TASK INSTRUCTIONS ::
When a line in the entries contains the word "below", copy that line in full.

GIVEN RECORDS ::
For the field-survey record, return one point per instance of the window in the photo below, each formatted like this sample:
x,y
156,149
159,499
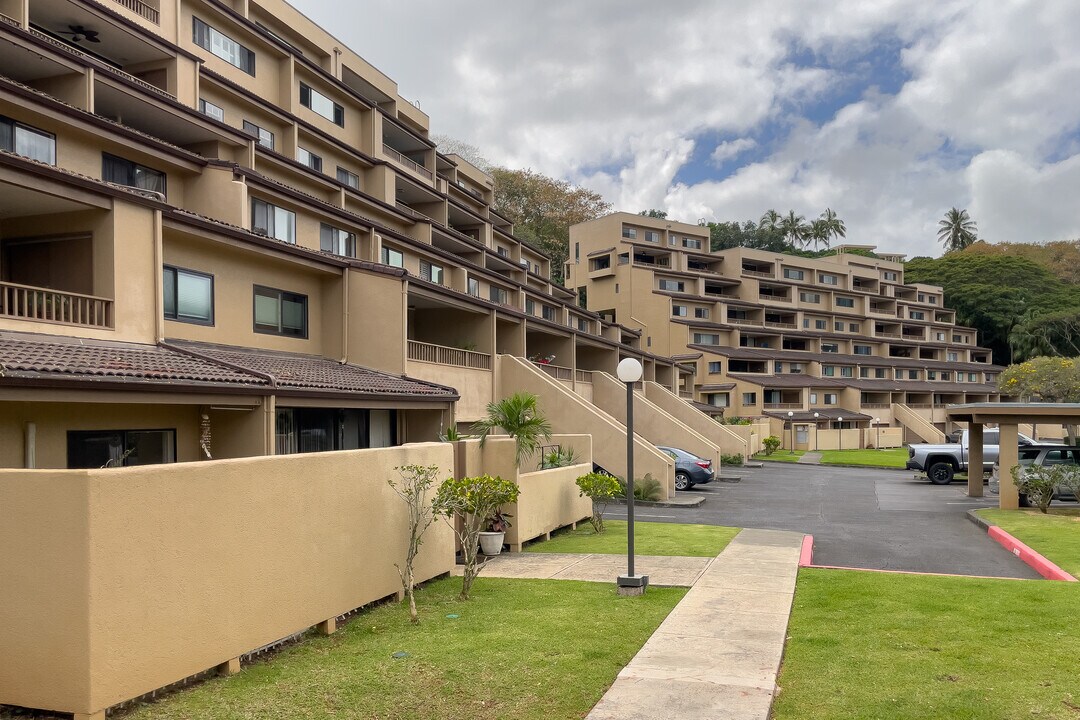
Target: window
x,y
224,46
278,312
265,137
393,257
433,273
133,175
27,141
120,448
188,296
322,105
308,158
211,110
337,241
349,178
273,221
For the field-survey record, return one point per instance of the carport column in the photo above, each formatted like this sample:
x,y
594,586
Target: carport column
x,y
975,460
1007,459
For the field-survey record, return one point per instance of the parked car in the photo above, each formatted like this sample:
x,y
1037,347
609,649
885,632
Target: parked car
x,y
941,462
689,469
1039,454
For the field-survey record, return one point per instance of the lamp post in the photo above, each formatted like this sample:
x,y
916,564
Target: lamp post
x,y
791,430
630,371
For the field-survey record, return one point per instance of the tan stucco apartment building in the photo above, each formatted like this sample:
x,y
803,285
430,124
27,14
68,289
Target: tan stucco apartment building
x,y
223,233
785,337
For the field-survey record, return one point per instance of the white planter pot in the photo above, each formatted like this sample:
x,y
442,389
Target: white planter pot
x,y
490,543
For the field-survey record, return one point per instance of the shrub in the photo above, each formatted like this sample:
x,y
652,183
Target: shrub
x,y
1037,483
601,488
476,500
645,488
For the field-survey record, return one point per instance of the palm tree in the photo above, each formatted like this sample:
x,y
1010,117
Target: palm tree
x,y
834,226
957,230
521,418
795,228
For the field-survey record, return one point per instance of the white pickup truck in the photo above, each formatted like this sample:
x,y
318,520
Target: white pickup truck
x,y
941,462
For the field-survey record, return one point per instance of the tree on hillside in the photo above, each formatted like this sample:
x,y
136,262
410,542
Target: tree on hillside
x,y
543,208
957,230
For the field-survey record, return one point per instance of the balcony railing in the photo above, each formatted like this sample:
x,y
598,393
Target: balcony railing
x,y
399,158
142,9
556,371
427,352
39,303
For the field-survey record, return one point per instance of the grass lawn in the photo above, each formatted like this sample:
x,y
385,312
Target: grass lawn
x,y
649,539
871,458
890,647
781,456
517,649
1056,535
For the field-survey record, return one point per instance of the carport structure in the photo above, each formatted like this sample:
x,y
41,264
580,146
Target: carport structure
x,y
1008,417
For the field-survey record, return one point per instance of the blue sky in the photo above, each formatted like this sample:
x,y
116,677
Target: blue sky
x,y
888,111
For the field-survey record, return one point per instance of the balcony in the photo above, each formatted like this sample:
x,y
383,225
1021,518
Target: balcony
x,y
49,306
427,352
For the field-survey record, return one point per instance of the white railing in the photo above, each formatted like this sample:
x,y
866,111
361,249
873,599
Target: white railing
x,y
40,303
413,165
427,352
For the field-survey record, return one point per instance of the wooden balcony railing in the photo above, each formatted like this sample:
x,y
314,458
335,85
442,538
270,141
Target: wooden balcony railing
x,y
399,158
427,352
40,303
140,8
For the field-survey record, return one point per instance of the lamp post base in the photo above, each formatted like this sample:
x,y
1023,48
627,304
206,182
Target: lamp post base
x,y
632,584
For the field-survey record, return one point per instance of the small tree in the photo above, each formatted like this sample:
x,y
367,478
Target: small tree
x,y
1038,483
413,487
476,500
601,488
520,416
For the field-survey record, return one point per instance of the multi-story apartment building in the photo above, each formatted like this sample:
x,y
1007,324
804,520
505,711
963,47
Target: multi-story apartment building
x,y
223,232
812,340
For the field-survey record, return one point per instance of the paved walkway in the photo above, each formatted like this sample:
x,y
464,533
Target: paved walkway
x,y
717,654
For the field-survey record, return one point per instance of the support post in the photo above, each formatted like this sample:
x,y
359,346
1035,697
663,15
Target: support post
x,y
1008,498
975,460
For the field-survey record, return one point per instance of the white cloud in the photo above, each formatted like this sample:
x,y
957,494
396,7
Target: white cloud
x,y
617,96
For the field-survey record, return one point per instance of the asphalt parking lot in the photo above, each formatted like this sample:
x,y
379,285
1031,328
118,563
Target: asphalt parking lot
x,y
860,517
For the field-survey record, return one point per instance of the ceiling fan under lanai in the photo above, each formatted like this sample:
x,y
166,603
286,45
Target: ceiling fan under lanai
x,y
78,34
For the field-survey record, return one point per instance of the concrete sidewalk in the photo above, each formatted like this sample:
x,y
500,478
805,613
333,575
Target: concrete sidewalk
x,y
717,654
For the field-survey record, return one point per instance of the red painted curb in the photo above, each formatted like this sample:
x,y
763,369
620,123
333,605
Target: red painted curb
x,y
1039,564
806,555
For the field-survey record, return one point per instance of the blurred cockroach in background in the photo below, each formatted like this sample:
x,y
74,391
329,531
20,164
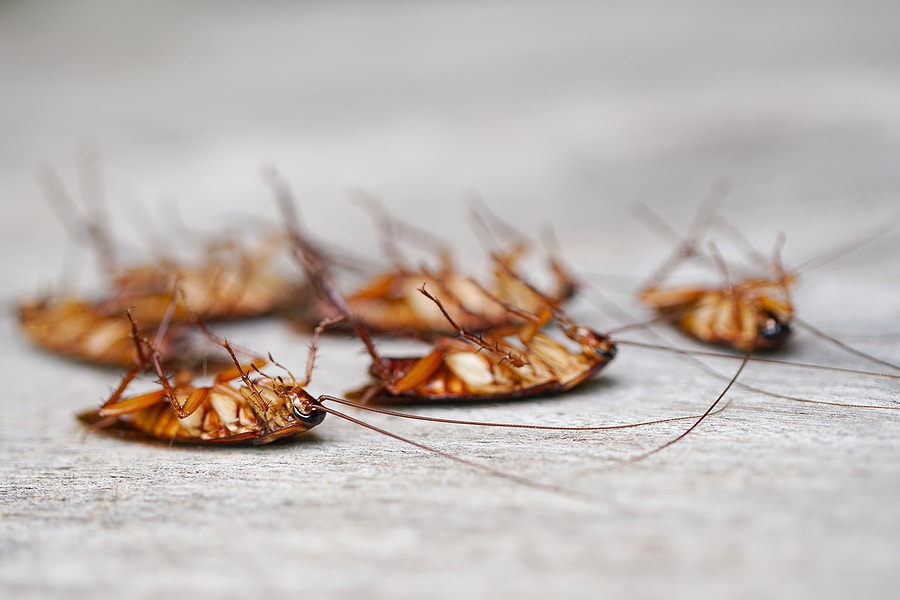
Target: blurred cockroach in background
x,y
233,279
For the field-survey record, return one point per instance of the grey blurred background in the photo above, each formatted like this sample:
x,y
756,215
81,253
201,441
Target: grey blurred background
x,y
561,113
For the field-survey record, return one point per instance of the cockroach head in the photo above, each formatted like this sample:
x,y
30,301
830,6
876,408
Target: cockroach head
x,y
305,407
599,343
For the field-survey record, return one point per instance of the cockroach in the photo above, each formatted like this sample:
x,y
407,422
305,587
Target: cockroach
x,y
80,330
472,366
389,303
489,366
231,279
244,405
755,313
261,409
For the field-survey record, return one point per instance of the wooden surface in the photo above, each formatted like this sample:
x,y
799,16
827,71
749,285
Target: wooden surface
x,y
564,115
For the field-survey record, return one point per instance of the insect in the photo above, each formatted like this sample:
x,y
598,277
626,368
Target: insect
x,y
86,331
491,366
232,280
259,410
389,303
471,366
753,313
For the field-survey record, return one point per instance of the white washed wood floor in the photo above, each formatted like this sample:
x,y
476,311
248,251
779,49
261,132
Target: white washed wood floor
x,y
562,114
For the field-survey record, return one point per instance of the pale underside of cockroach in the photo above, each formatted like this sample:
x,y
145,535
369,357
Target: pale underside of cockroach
x,y
490,366
752,315
457,370
231,282
259,411
89,332
391,303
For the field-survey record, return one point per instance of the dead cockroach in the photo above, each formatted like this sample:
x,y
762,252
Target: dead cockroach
x,y
261,409
472,366
231,279
390,303
490,366
754,313
80,330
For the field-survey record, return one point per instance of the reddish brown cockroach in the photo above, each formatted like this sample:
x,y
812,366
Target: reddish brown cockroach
x,y
390,303
754,313
472,366
84,331
230,282
260,410
490,366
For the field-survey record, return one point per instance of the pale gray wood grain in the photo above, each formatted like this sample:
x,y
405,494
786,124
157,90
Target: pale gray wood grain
x,y
560,114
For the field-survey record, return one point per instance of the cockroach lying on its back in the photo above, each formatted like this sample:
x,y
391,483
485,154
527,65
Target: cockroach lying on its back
x,y
753,313
231,281
390,303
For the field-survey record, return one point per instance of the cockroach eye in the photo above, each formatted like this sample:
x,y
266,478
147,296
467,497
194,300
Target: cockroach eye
x,y
311,418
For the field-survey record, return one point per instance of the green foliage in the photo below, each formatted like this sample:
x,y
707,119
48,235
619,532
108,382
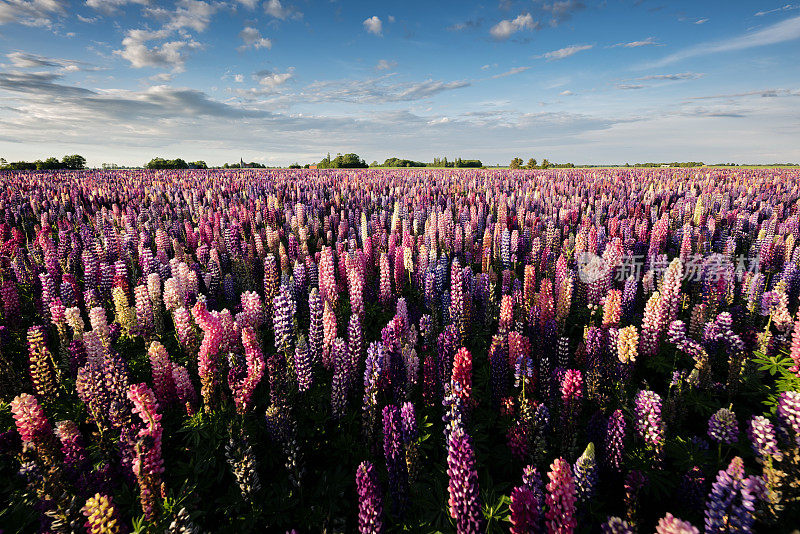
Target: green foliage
x,y
161,163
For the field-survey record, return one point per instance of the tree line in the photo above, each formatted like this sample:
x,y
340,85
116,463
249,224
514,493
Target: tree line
x,y
71,162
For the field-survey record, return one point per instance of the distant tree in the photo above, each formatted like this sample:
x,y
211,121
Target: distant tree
x,y
73,162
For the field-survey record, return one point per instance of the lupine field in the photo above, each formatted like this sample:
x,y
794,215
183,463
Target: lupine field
x,y
579,350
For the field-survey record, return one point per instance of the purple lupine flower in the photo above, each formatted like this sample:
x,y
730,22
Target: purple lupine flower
x,y
615,441
464,502
762,436
395,459
723,427
731,503
370,503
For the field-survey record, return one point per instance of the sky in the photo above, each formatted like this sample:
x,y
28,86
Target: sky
x,y
282,81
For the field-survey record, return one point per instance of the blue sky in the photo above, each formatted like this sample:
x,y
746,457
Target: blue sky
x,y
278,81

WRITTEN RESPONSE ::
For the field-survey record, return one point per instance of the window in the photo below, each formatted like this sample:
For the field-survey record, return one point per instance of the blurred cockroach in background in the photo below, each formatted like this sample:
For the field-survey record, return one point per instance of the green foliage in the photo below, each formatted like this sample:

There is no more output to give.